◆ Required work ◆
Find the string "roof" in the data, then copy every line where it is found.

◆ Data for the task ◆

== Segment start ==

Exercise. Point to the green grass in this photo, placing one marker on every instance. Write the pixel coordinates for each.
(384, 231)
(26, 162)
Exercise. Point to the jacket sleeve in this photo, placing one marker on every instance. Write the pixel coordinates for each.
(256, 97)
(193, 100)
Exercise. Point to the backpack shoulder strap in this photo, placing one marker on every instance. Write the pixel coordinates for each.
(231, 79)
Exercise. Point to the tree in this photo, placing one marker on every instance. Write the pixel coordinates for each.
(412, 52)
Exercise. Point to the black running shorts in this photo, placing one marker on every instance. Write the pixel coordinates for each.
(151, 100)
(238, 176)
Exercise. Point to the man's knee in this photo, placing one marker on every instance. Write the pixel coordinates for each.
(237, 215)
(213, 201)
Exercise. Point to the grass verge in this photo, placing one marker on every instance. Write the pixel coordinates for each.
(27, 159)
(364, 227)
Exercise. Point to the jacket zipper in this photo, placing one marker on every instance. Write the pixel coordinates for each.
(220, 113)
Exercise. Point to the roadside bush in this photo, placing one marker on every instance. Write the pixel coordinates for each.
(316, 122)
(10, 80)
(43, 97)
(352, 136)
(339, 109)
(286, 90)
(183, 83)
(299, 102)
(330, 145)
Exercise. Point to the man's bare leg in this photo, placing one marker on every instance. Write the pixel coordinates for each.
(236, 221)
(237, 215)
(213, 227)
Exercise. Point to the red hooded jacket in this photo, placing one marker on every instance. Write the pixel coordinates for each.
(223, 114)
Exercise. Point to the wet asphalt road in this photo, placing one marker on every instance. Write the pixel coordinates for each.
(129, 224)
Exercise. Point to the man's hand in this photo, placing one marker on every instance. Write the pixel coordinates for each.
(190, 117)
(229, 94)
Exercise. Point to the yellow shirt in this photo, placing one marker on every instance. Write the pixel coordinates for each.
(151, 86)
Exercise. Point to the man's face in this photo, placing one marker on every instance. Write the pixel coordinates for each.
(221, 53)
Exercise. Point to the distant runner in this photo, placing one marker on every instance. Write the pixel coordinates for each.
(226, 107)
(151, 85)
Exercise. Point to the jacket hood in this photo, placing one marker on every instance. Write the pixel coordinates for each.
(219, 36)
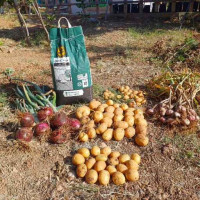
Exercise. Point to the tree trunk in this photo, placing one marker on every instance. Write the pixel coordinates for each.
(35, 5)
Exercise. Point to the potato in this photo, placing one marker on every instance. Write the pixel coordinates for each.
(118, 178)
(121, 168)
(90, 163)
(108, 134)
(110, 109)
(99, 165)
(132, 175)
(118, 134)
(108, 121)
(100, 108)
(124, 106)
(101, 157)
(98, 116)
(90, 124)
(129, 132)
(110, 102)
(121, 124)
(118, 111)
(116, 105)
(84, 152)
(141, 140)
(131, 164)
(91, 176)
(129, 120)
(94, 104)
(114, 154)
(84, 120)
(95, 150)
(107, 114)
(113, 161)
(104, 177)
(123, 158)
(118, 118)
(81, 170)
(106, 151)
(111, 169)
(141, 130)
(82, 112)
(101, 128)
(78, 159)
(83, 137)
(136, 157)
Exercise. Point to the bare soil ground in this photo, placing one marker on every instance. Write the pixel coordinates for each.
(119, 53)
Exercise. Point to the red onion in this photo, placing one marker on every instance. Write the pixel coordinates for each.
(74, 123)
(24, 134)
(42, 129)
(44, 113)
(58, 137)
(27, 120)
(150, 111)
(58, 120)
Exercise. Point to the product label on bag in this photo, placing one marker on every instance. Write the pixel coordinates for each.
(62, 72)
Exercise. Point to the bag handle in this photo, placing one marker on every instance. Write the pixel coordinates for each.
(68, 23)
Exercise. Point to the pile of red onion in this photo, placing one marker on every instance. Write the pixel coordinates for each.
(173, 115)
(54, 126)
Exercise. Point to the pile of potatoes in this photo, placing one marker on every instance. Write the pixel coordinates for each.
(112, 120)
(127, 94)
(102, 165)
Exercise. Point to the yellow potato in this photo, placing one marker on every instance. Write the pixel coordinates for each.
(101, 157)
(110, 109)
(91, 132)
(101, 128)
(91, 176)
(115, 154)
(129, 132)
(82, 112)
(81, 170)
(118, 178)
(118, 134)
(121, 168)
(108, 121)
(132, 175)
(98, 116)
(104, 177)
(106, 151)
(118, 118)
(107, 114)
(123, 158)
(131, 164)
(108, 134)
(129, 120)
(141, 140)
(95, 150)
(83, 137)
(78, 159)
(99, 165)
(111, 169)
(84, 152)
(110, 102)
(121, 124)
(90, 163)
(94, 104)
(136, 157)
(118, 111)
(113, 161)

== Segment end ==
== Segment start ==

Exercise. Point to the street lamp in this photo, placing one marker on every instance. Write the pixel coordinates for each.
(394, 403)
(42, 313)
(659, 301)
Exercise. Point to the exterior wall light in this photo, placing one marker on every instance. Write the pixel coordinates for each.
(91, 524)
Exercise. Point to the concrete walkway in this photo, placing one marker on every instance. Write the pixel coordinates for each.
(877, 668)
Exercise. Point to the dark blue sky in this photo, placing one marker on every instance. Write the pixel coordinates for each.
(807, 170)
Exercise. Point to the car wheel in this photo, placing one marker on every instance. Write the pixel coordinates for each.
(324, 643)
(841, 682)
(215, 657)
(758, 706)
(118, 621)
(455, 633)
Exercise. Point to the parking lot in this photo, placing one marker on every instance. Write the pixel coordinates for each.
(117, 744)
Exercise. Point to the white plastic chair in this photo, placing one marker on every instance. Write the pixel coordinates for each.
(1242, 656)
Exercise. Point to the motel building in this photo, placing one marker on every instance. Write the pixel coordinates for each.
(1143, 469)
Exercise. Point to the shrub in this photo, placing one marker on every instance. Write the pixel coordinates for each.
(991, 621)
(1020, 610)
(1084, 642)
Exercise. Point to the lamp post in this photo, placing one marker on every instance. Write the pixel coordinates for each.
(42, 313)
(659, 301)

== Segment end ==
== Segment start ==

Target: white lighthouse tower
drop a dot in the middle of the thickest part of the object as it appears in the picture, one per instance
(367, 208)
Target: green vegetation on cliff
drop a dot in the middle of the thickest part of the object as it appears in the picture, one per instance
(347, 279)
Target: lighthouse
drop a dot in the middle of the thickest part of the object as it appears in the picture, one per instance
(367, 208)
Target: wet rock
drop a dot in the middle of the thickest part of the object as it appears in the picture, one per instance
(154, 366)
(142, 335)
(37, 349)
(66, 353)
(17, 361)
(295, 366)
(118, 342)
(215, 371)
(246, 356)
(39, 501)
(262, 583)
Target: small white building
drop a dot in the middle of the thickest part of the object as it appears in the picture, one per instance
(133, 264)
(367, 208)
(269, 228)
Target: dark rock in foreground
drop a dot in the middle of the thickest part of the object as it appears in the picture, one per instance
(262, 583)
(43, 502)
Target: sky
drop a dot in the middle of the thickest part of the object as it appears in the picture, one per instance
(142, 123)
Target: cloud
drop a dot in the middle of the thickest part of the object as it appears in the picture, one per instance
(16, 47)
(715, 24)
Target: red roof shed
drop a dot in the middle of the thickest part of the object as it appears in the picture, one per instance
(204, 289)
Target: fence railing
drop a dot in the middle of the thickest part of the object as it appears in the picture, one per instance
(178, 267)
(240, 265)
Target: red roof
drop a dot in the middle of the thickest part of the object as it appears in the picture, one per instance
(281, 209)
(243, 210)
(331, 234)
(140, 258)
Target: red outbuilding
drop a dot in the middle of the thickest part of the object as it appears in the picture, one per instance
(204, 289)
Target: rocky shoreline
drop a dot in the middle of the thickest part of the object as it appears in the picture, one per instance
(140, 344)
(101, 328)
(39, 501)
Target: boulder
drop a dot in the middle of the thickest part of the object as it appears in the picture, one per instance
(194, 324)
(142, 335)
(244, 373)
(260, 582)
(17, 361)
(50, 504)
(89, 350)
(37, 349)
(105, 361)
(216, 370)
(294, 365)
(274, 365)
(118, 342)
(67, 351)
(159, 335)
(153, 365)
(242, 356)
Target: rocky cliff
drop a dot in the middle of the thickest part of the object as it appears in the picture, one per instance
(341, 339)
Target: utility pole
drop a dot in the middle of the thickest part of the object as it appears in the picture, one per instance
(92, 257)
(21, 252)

== Segment end ==

◆ Final answer ◆
Target: red roof shed
Target: red roof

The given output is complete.